Work to do:
**A.** In the match report, who was still deputising for the injured Robbie Savage?
**B.** Retype the match report from "The game lacked" up to and including "it wanted to.".
**C.** Name every player in the match report whose attempt on goal was saved, deflected or tipped over by Maik Taylor.

Given passage:
-- begin --

Blues started brightly enough, with Tebily and Aliou Cisse (still deputising for the injured Robbie Savage) both snapping into tackles and putting themselves about - both clearly feeling that they had an opportunity to prove themselves here. It was Chelsea who had the first real chance though, with Jimmy Floyd Hasselbaink failing to convert Wayne Bridge's cross.

At the other end, Dugarry tested Carlo Cudicini from distance, whilst Stan Lazaridis was a constant thorn in Chelsea's side, terrorising the hapless Glen Johnson (who is surely the worst player ever to cost £6 million) and earning John Terry a booking too for a cynical challenge. Blues were in fact the better team on the whole in the opening period, with Chelsea having two Crespo efforts saved easily by Maik Taylor, and not a lot else to show for their work.

The second half was very different, however. Chelsea had possession aplenty, but weren't able to produce much thanks to some excellent Blues defending. Crespo did tee up Hasselbaink, whose shot was deflected wide courtesy of Taylor's legs - though Crespo was lucky to get away with a foul on Kenny Cunningham in the build up. Ranieri threw on Damien Duff and Eidur Gudjohnsen in a vain attempt to grab all three points, but the closest they came was a Frank Lampard drive that was tipped over by Taylor, whilst Stephen Clemence headed just over from a Dunn free-kick at the other end.

The game lacked many clearcut chances, but was still a good advertisement for the game when football needs as many positives as it can muster. Chelsea went to the top of the table, and Blues moved to fourth, and as Ranieri and Bruce left the pitch sharing a joke, it was clear they were both satisfied with their nights work, and more importantly that football still could raise a smile when it wanted to.

-- end --

Dataset content:
-- begin --

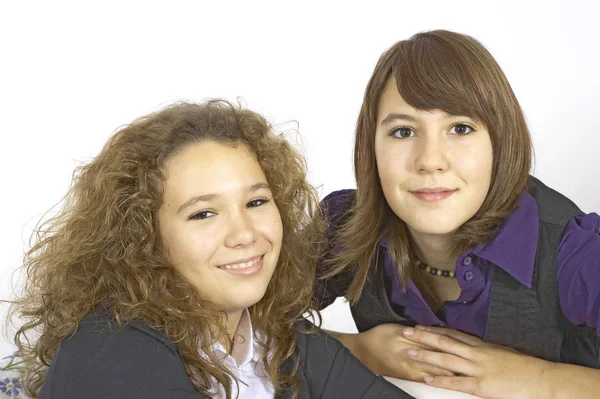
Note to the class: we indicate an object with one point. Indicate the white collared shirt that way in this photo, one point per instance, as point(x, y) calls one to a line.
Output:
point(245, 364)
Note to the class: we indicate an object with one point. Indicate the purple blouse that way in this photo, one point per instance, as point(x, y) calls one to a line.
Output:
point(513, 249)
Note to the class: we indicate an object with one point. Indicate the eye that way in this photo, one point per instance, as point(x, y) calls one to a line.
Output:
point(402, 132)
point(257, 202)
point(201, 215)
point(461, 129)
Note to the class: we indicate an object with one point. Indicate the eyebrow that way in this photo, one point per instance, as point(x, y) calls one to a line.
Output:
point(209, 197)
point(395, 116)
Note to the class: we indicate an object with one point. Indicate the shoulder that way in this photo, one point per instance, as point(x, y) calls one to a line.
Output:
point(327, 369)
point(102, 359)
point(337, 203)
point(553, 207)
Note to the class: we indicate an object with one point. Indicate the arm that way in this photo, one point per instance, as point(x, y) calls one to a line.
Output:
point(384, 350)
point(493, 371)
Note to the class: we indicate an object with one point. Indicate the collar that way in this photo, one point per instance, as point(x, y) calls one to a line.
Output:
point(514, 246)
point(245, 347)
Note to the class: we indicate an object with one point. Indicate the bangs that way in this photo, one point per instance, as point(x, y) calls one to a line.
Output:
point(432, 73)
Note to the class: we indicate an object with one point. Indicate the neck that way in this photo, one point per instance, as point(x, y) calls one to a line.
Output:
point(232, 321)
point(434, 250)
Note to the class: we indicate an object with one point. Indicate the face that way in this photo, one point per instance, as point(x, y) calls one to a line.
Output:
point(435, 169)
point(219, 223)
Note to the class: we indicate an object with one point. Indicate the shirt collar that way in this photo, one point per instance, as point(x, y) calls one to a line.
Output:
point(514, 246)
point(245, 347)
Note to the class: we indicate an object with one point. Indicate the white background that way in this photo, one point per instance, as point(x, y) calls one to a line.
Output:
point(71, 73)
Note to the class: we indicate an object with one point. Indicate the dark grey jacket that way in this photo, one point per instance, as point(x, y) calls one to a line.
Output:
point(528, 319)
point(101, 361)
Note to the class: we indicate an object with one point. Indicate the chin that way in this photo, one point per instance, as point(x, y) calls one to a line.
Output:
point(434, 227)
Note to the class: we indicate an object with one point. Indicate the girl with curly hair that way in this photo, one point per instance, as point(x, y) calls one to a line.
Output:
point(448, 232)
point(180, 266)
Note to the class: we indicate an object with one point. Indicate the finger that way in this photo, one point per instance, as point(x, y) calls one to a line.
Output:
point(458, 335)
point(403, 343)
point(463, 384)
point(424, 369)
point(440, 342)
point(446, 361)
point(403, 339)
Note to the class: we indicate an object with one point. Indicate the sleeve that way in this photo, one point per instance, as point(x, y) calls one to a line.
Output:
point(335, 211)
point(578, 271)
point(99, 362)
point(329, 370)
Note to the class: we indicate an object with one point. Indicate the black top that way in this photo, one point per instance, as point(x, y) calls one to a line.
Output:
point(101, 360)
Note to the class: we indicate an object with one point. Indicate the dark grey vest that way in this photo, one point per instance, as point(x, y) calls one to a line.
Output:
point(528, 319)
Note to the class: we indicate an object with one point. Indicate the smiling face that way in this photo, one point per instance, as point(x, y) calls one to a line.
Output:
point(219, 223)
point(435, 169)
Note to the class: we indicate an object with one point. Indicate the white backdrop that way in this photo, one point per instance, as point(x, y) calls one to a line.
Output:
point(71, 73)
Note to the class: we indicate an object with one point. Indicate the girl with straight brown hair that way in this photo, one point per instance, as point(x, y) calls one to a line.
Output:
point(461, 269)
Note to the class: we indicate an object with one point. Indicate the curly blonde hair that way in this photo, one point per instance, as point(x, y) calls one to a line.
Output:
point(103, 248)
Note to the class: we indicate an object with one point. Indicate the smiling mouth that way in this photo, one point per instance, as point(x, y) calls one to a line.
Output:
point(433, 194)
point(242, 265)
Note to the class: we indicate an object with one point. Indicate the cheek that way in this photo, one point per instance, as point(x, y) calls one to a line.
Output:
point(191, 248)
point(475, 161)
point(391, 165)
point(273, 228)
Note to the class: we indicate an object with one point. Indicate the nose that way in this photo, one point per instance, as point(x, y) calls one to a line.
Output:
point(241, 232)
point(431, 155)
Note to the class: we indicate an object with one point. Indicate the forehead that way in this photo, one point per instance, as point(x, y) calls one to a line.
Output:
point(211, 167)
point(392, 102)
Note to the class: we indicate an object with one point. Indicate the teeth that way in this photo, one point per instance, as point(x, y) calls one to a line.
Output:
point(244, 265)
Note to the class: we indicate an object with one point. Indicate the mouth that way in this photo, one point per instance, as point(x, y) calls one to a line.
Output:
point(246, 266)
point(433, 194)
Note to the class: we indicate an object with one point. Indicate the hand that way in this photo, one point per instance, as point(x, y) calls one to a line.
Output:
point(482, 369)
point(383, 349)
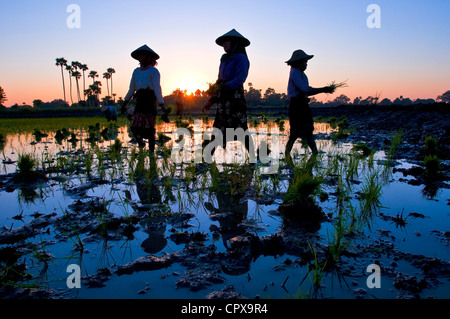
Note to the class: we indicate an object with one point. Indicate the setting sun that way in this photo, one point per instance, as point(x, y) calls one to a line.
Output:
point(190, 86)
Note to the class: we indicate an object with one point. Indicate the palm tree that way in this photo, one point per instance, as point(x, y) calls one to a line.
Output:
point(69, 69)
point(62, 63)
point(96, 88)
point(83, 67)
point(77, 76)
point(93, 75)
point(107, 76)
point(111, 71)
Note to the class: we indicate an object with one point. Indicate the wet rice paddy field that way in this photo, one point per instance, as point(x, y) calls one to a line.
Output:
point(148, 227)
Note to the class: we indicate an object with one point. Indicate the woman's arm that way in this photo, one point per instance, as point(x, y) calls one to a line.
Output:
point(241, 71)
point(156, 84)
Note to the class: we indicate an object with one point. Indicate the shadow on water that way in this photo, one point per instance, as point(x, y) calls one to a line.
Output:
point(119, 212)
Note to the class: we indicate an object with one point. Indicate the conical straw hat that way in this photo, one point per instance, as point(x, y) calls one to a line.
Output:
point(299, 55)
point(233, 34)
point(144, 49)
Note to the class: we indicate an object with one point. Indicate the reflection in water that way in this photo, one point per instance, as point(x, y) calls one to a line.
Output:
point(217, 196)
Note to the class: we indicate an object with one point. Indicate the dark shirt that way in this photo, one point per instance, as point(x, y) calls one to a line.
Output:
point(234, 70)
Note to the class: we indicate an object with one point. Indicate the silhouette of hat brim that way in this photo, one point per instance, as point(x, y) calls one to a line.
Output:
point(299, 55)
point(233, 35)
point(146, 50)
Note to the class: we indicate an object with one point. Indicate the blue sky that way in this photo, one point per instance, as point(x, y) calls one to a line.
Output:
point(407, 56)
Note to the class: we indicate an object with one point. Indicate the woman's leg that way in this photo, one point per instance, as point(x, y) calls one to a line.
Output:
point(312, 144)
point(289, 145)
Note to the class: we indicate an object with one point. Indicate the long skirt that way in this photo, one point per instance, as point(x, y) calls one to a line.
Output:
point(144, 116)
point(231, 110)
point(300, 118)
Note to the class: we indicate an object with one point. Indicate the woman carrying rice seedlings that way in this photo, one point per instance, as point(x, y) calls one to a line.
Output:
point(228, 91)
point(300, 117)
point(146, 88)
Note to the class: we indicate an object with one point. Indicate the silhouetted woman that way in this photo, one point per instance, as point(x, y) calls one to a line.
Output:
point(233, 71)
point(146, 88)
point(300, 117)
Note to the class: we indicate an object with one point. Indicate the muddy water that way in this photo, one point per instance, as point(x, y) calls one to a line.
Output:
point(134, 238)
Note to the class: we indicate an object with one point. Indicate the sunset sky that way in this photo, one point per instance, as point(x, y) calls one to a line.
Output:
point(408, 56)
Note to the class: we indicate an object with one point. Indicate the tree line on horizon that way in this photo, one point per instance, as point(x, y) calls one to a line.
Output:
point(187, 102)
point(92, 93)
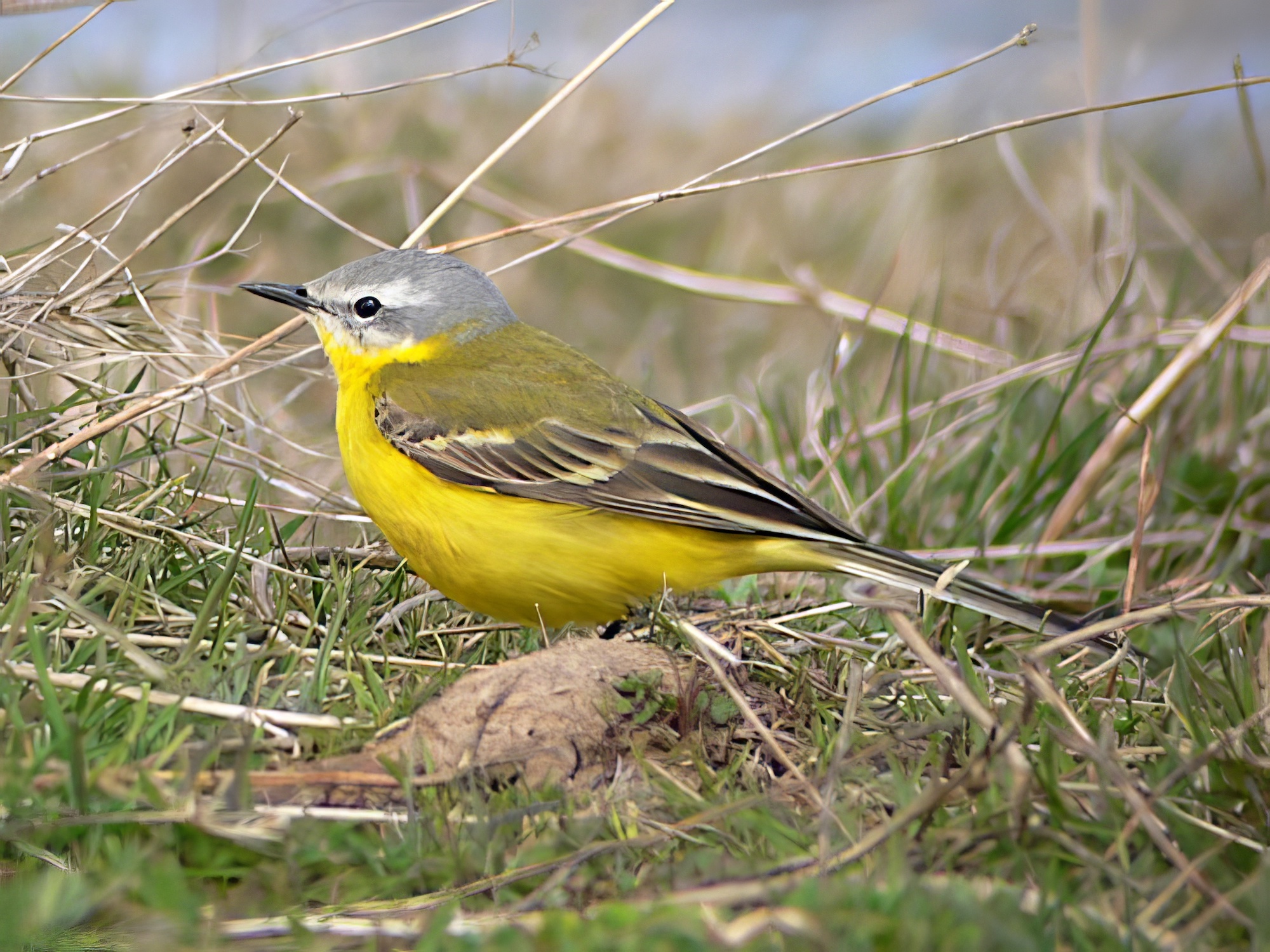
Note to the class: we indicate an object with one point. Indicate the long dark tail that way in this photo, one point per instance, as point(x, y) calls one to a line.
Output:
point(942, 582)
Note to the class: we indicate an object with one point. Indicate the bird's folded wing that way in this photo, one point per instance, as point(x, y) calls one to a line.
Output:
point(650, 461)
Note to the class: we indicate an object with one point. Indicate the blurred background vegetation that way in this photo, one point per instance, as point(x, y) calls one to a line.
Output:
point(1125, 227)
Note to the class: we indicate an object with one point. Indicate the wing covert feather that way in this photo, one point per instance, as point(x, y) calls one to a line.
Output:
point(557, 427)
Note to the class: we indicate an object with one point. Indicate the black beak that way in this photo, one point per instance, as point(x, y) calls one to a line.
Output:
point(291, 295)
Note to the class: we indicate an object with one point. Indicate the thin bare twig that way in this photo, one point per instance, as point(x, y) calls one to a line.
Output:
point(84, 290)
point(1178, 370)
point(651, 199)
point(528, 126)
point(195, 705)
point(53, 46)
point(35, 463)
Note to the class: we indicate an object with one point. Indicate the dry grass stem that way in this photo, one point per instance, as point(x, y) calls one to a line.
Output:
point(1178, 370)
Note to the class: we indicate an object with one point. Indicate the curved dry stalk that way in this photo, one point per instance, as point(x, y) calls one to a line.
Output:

-- end --

Solutions:
**A.** Aliou Cisse

**B.**
The game lacked many clearcut chances, but was still a good advertisement for the game when football needs as many positives as it can muster. Chelsea went to the top of the table, and Blues moved to fourth, and as Ranieri and Bruce left the pitch sharing a joke, it was clear they were both satisfied with their nights work, and more importantly that football still could raise a smile when it wanted to.

**C.** Crespo, Jimmy Floyd Hasselbaink, Frank Lampard